══ Source information ══

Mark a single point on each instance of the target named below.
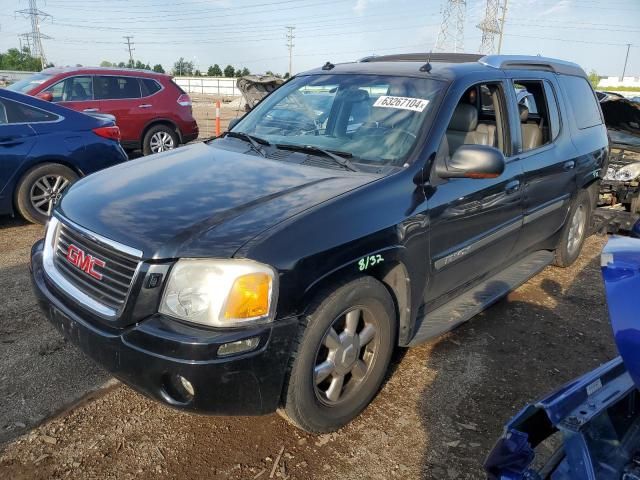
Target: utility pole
(128, 38)
(504, 17)
(290, 45)
(35, 37)
(451, 35)
(489, 26)
(626, 59)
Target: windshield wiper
(341, 158)
(253, 140)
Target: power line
(489, 27)
(451, 35)
(34, 38)
(290, 45)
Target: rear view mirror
(473, 161)
(46, 96)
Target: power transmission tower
(290, 45)
(490, 27)
(131, 49)
(35, 36)
(451, 36)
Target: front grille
(117, 273)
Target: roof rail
(423, 57)
(526, 62)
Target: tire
(40, 189)
(159, 138)
(574, 232)
(326, 405)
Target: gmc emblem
(84, 261)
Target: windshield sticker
(402, 103)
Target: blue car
(44, 148)
(596, 418)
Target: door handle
(512, 187)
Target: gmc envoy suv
(358, 208)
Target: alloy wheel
(346, 356)
(160, 142)
(46, 192)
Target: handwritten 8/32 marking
(370, 261)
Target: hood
(198, 200)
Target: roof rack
(423, 57)
(526, 62)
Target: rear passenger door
(120, 96)
(547, 156)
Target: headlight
(628, 172)
(220, 293)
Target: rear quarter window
(582, 100)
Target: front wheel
(575, 230)
(341, 356)
(159, 139)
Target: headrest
(465, 118)
(524, 112)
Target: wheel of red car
(341, 356)
(159, 139)
(40, 189)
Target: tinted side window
(149, 86)
(583, 101)
(14, 112)
(112, 87)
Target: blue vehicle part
(596, 416)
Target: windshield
(29, 83)
(373, 118)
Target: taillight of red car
(184, 100)
(112, 133)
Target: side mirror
(46, 96)
(233, 123)
(473, 161)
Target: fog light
(238, 347)
(186, 384)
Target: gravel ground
(436, 417)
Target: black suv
(358, 208)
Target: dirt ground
(437, 416)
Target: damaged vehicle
(621, 183)
(359, 208)
(589, 429)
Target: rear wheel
(159, 138)
(341, 356)
(41, 188)
(575, 231)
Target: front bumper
(150, 354)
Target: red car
(153, 113)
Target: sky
(252, 33)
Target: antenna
(35, 37)
(451, 36)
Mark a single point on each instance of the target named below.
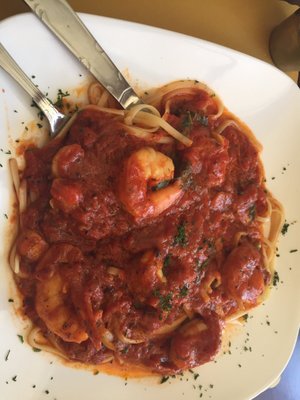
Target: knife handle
(67, 26)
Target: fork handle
(66, 25)
(13, 69)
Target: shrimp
(52, 299)
(31, 245)
(196, 342)
(145, 274)
(143, 171)
(53, 308)
(66, 194)
(242, 274)
(67, 160)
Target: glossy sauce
(138, 275)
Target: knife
(62, 20)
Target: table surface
(241, 25)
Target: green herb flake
(202, 265)
(275, 278)
(165, 302)
(160, 185)
(201, 119)
(245, 317)
(285, 228)
(125, 350)
(60, 95)
(7, 355)
(164, 379)
(183, 291)
(180, 238)
(166, 264)
(21, 338)
(252, 212)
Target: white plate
(263, 97)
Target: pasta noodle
(144, 231)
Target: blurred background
(243, 25)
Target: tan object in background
(243, 25)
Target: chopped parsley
(191, 117)
(164, 379)
(60, 95)
(285, 228)
(202, 265)
(21, 338)
(252, 212)
(7, 355)
(165, 301)
(275, 278)
(166, 264)
(180, 238)
(245, 317)
(160, 185)
(183, 291)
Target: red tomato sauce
(121, 276)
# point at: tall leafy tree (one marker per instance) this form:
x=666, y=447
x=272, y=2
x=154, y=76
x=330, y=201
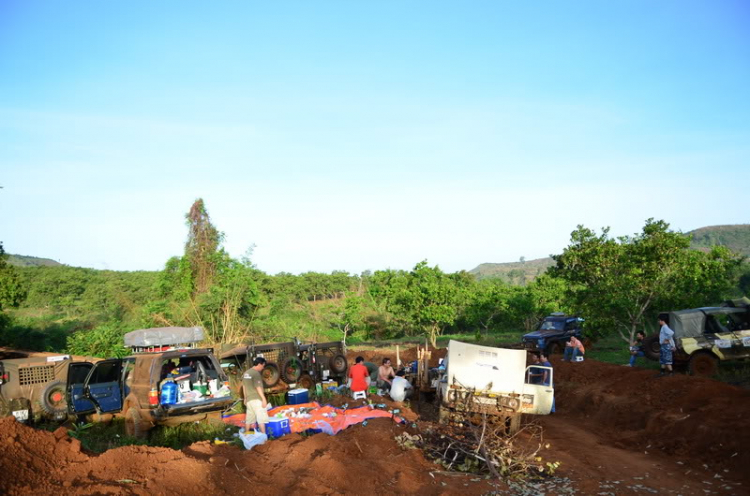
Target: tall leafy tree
x=620, y=283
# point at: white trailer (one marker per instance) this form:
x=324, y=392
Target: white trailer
x=493, y=381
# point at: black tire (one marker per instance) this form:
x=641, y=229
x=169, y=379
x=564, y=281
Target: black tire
x=134, y=424
x=703, y=364
x=52, y=400
x=271, y=374
x=4, y=408
x=651, y=347
x=338, y=364
x=291, y=370
x=306, y=382
x=553, y=348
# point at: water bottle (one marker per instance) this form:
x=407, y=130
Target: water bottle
x=169, y=393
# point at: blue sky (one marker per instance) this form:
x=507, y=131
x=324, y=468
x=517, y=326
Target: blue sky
x=366, y=135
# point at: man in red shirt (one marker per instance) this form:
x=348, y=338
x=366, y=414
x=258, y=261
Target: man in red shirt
x=359, y=376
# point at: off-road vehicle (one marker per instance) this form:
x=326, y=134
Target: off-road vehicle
x=131, y=387
x=706, y=336
x=289, y=363
x=553, y=333
x=33, y=388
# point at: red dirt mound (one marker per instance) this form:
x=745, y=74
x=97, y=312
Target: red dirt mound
x=361, y=459
x=688, y=417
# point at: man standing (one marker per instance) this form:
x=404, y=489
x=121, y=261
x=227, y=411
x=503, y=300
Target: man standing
x=385, y=374
x=359, y=378
x=573, y=348
x=255, y=397
x=547, y=375
x=400, y=388
x=667, y=346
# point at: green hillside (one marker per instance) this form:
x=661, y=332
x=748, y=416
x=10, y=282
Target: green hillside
x=735, y=237
x=27, y=261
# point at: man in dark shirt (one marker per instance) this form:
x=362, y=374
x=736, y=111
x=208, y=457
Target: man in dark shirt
x=255, y=398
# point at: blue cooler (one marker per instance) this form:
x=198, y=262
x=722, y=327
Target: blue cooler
x=278, y=427
x=297, y=396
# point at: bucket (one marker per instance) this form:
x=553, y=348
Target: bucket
x=278, y=427
x=169, y=393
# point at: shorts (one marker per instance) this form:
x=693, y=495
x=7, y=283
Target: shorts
x=255, y=412
x=665, y=354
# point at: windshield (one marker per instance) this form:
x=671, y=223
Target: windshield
x=548, y=325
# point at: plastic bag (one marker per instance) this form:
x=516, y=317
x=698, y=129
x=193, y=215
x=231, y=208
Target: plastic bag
x=254, y=439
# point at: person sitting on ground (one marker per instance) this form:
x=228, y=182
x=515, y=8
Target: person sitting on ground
x=385, y=374
x=359, y=378
x=255, y=398
x=573, y=348
x=372, y=369
x=636, y=348
x=546, y=375
x=400, y=387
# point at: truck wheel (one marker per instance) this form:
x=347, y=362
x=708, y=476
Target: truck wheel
x=291, y=370
x=553, y=348
x=514, y=423
x=4, y=408
x=338, y=364
x=651, y=347
x=703, y=364
x=271, y=374
x=134, y=424
x=53, y=400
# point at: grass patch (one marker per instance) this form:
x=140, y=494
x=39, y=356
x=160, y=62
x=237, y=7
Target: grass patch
x=99, y=437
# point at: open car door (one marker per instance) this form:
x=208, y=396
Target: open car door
x=78, y=403
x=103, y=386
x=538, y=392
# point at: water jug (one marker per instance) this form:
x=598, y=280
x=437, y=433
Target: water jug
x=169, y=393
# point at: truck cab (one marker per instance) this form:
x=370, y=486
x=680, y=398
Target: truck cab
x=494, y=381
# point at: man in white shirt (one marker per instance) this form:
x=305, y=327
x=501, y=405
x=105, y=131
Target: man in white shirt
x=667, y=346
x=400, y=387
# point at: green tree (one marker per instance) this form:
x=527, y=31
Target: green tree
x=618, y=284
x=430, y=299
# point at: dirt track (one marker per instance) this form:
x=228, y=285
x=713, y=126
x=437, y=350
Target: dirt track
x=617, y=431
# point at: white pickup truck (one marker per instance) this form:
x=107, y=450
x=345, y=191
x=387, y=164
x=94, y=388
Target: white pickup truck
x=494, y=381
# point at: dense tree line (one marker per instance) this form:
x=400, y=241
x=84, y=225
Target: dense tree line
x=617, y=284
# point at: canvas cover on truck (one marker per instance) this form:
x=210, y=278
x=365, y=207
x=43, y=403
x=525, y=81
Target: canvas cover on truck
x=484, y=368
x=163, y=336
x=692, y=323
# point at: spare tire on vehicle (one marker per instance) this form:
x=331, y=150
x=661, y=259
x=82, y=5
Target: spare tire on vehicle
x=53, y=400
x=271, y=374
x=338, y=364
x=291, y=370
x=651, y=347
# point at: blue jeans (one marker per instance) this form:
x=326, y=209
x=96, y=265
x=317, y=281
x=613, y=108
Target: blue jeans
x=570, y=353
x=633, y=357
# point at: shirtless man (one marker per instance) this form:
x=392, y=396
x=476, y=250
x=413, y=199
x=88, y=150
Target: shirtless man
x=385, y=374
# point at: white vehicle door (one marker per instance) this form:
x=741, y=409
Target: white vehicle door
x=538, y=390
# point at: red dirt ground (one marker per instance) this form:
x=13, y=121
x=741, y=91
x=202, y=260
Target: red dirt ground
x=617, y=430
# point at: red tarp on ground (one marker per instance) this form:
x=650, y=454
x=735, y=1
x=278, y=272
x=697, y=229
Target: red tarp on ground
x=320, y=417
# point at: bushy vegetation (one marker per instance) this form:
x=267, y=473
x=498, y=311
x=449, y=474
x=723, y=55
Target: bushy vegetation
x=617, y=284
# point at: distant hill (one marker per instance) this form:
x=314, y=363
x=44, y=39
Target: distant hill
x=26, y=261
x=735, y=237
x=513, y=272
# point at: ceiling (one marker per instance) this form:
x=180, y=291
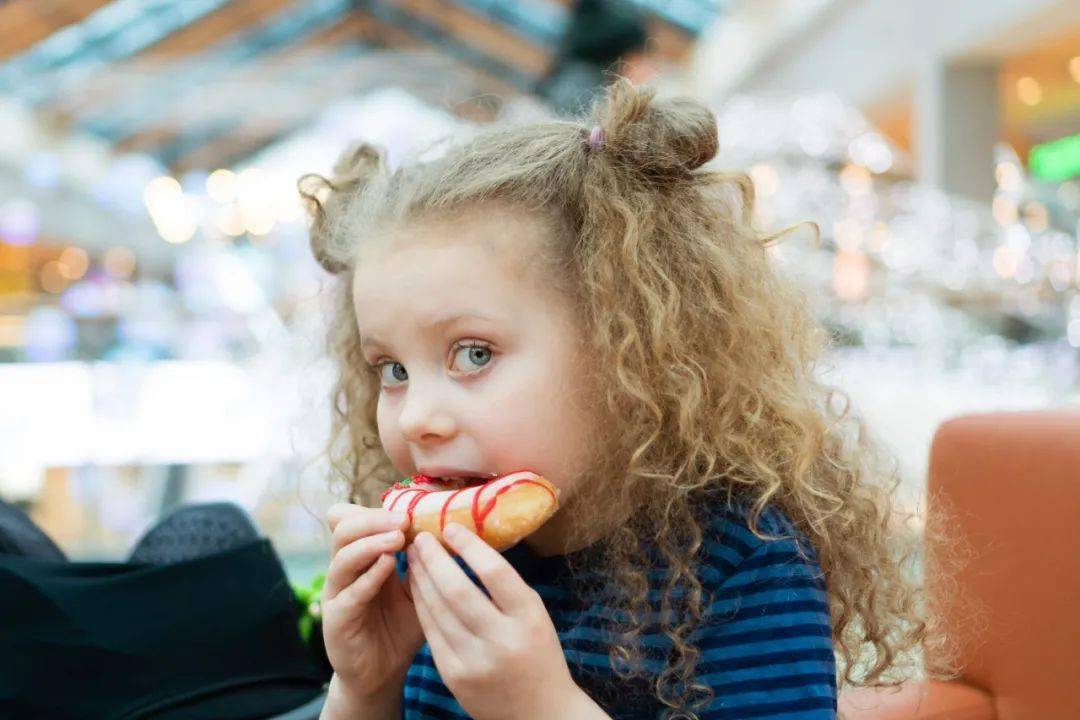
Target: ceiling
x=206, y=83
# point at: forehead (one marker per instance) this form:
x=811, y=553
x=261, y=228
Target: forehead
x=481, y=259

═══

Brief: Could you transcribe the entries above word for word, from the line with "x=507, y=131" down to the line with "x=503, y=300", keeping both?

Solution for this task:
x=507, y=131
x=324, y=468
x=517, y=326
Target: blue sky
x=366, y=135
# point at: man in red shirt (one marker per instance) this form:
x=348, y=338
x=366, y=414
x=258, y=261
Target: man in red shirt
x=359, y=376
# point at: off-road vehicle (one marker per instance) this form:
x=326, y=134
Target: off-road vehicle
x=131, y=387
x=706, y=336
x=289, y=363
x=553, y=333
x=33, y=388
# point at: red dirt mound (one marker per instance) this form:
x=745, y=74
x=97, y=312
Target: red dirt mound
x=361, y=459
x=688, y=417
# point at: man standing (one marker per instance) this form:
x=404, y=489
x=121, y=261
x=227, y=411
x=503, y=300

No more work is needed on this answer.